TE BESTUDEREN TEKST:
Naar het oordeel van de Rechtbank heeft verdachte zich – met medeverdachte, die zijn boekhouder en adviseur was – gedurende meerdere jaren schuldig gemaakt aan belastingfraude door onjuiste aangiften omzetbelasting en loonheffing te doen. Uiteindelijk hebben zij een nadeel voor de maatschappij veroorzaakt van tenminste € 229.215,18. Daarnaast heeft verdachte zich als administratieplichtige schuldig gemaakt aan het opzettelijk niet voeren van een administratie overeenkomstig de daaraan bij of krachtens de belastingwet gestelde eisen. Daarmee heeft verdachte het de fiscus onmogelijk gemaakt te controleren of hij aan zijn belastingverplichtingen heeft voldaan.
Ten gunste van de verdachten heeft de Rechtbank rekening gehouden met de omstandigheden dat zij door gelden te alloceren op een G-rekening wel de intentie hebben gehad om de achterstallige belasting uiteindelijk te betalen, naar eigen zeggen via suppleties als de administratie weer op orde zou zijn. Uit het dossier blijkt dat ook voldoende saldo op deze rekening heeft gestaan, maar dat andere aanslagen door de Belastingdienst met het saldo van deze rekening zijn verrekend. Daarin ziet de Rechtbank aanleiding om een lagere straf op te leggen dan door de officier van justitie is gevorderd en aansluiting te zoeken bij de LOVS-oriëntatiepunten. Strafverzwarend heeft de Rechtbank het niet voldoen aan de administratieplicht meegewogen.
Vervolgens heeft de Rechtbank in het bijzonder rekening gehouden met de zeldzame auto-immuunziekte waarmee verdachte kampt en de fysieke beperkingen die hij daarvan ondervindt en die de Rechtbank ter zitting zelf heeft waargenomen. Uit het reclasseringsrapport blijkt dat verdachte (mede) als gevolg van zijn ziekte verdovende middelen (als pijnstiller) is gaan gebruiken, wat echter zo problematisch werd dat verdachte zijn zakelijke verantwoordelijkheden heeft genegeerd en financiële middelen aan zijn ondernemingen heeft onttrokken om in zijn verslaving te kunnen voorzien. De reclassering adviseert voor verdachte een meldplicht, ambulante behandelverplichting en de verplichting mee te werken aan schuldhulpverlening.
De Rechtbank overweegt dat het in het geval van verdachte, die niet eerder is bestraft voor enig strafbaar feit, niet juist is om alleen vanwege zijn fysieke beperking een gevangenisstraf op te leggen in plaats van een taakstraf. Anderzijds kan vanwege de ernst van de feiten van een geheel voorwaardelijke straf of geldboete geen sprake zijn.
Alles afwegende en rekening houdend met de straf die aan medeverdachte is opgelegd, acht de Rechtbank daarom een geheel voorwaardelijke gevangenisstraf van drie maanden en een taakstraf van 150 uur passend en geboden.

VASTGELEGDE GEGEVENS:
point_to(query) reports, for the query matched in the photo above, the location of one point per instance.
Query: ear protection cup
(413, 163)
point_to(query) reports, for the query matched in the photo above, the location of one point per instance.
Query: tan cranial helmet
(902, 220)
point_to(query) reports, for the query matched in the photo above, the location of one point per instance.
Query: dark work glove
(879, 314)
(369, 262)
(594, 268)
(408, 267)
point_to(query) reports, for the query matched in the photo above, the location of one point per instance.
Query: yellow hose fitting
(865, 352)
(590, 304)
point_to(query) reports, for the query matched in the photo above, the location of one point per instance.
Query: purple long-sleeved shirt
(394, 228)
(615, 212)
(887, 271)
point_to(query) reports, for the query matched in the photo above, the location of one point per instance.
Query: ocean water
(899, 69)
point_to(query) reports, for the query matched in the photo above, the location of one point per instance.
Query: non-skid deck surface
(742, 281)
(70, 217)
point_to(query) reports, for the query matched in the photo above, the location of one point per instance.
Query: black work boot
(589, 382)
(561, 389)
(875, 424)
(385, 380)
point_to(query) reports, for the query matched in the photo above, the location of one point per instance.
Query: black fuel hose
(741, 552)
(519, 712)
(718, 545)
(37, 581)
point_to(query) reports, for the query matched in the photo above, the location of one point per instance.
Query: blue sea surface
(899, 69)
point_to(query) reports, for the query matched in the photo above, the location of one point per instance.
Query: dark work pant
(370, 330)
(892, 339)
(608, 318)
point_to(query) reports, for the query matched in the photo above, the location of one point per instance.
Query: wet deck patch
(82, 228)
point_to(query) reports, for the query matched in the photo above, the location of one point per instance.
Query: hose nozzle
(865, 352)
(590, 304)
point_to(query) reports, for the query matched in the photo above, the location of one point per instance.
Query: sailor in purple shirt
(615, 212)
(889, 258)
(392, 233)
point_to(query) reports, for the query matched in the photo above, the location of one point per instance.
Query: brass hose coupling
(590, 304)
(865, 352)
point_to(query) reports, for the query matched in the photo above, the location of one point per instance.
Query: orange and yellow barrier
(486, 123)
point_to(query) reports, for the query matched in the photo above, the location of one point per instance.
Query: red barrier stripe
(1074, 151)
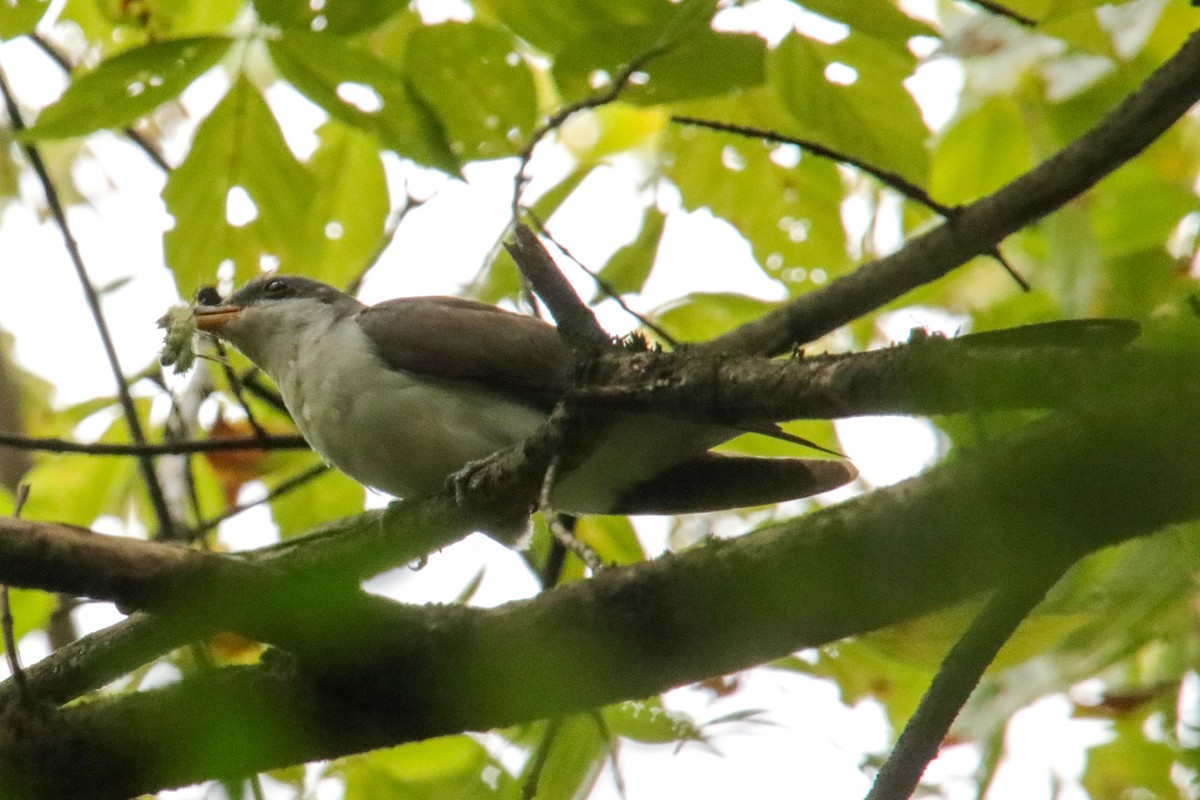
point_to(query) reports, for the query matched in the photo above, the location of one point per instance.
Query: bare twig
(957, 678)
(1007, 13)
(282, 488)
(885, 176)
(556, 120)
(888, 178)
(606, 288)
(237, 389)
(576, 323)
(133, 136)
(166, 449)
(7, 625)
(538, 761)
(145, 463)
(979, 227)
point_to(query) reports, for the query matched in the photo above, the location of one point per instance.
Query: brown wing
(463, 340)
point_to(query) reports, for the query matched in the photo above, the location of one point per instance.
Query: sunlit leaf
(550, 26)
(238, 154)
(703, 65)
(981, 152)
(331, 495)
(448, 767)
(127, 86)
(850, 96)
(613, 539)
(575, 759)
(331, 16)
(346, 220)
(361, 90)
(630, 266)
(699, 317)
(474, 80)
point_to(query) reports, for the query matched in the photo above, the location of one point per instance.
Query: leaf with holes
(785, 203)
(346, 220)
(333, 16)
(850, 96)
(238, 158)
(127, 86)
(361, 90)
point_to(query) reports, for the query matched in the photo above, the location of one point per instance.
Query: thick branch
(1060, 492)
(978, 228)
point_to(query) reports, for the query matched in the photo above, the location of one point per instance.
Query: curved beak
(213, 318)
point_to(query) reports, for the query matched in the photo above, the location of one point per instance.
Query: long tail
(715, 482)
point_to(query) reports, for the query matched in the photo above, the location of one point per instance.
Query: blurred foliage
(406, 96)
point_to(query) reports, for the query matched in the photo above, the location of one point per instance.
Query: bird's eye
(275, 288)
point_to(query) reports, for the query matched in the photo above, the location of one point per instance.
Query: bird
(405, 394)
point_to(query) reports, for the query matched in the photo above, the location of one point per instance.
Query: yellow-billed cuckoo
(403, 394)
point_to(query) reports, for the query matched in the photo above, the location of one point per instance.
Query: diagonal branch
(145, 463)
(979, 227)
(959, 530)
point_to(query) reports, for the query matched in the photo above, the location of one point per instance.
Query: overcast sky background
(813, 744)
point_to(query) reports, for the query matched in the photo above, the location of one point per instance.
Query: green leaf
(706, 64)
(347, 217)
(127, 86)
(630, 266)
(699, 317)
(877, 18)
(472, 77)
(613, 539)
(575, 759)
(551, 26)
(359, 89)
(1132, 765)
(21, 17)
(448, 767)
(651, 722)
(331, 495)
(981, 152)
(871, 118)
(786, 209)
(239, 146)
(331, 16)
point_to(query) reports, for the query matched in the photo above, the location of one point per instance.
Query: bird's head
(274, 316)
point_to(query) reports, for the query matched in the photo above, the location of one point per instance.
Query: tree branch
(1056, 493)
(48, 444)
(979, 227)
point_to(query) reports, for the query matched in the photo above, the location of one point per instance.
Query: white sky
(815, 743)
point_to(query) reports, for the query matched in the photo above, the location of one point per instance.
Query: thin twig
(1007, 13)
(606, 288)
(885, 176)
(237, 389)
(576, 323)
(556, 120)
(7, 625)
(978, 228)
(538, 761)
(145, 463)
(957, 678)
(133, 136)
(389, 235)
(165, 449)
(282, 488)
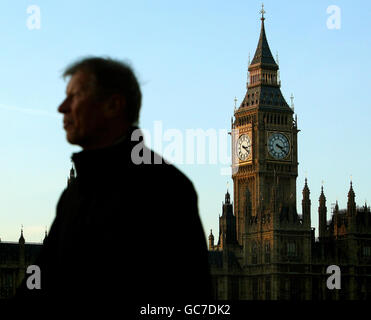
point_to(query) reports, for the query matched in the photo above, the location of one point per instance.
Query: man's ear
(115, 106)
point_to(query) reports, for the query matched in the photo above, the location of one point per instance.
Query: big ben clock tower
(264, 144)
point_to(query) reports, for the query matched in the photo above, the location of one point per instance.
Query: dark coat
(124, 232)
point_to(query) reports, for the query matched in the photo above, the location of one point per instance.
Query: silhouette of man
(124, 229)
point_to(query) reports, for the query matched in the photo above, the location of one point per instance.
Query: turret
(305, 204)
(71, 177)
(227, 224)
(351, 207)
(211, 240)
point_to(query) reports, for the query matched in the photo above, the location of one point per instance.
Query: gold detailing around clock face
(278, 146)
(243, 147)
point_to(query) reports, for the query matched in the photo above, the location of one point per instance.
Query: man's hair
(112, 77)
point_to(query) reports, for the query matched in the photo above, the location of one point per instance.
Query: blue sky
(191, 58)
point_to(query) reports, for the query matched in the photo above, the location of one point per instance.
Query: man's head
(103, 101)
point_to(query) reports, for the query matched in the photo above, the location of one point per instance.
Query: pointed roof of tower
(21, 238)
(306, 188)
(263, 54)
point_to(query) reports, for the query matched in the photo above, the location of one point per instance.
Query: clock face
(278, 146)
(243, 147)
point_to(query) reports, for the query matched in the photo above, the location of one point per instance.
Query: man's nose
(64, 106)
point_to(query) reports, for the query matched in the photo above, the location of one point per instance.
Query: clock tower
(264, 171)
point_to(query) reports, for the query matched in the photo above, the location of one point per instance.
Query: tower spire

OPDRACHT: Schrijf uit de tekst over de strafoplegging alstublieft het stuk van "Alles afwegende en" tot en met "passend en geboden." letterlijk over.

ANTWOORD:
Alles afwegende en rekening houdend met de straf die aan medeverdachte is opgelegd, acht de Rechtbank daarom een geheel voorwaardelijke gevangenisstraf van drie maanden en een taakstraf van 150 uur passend en geboden.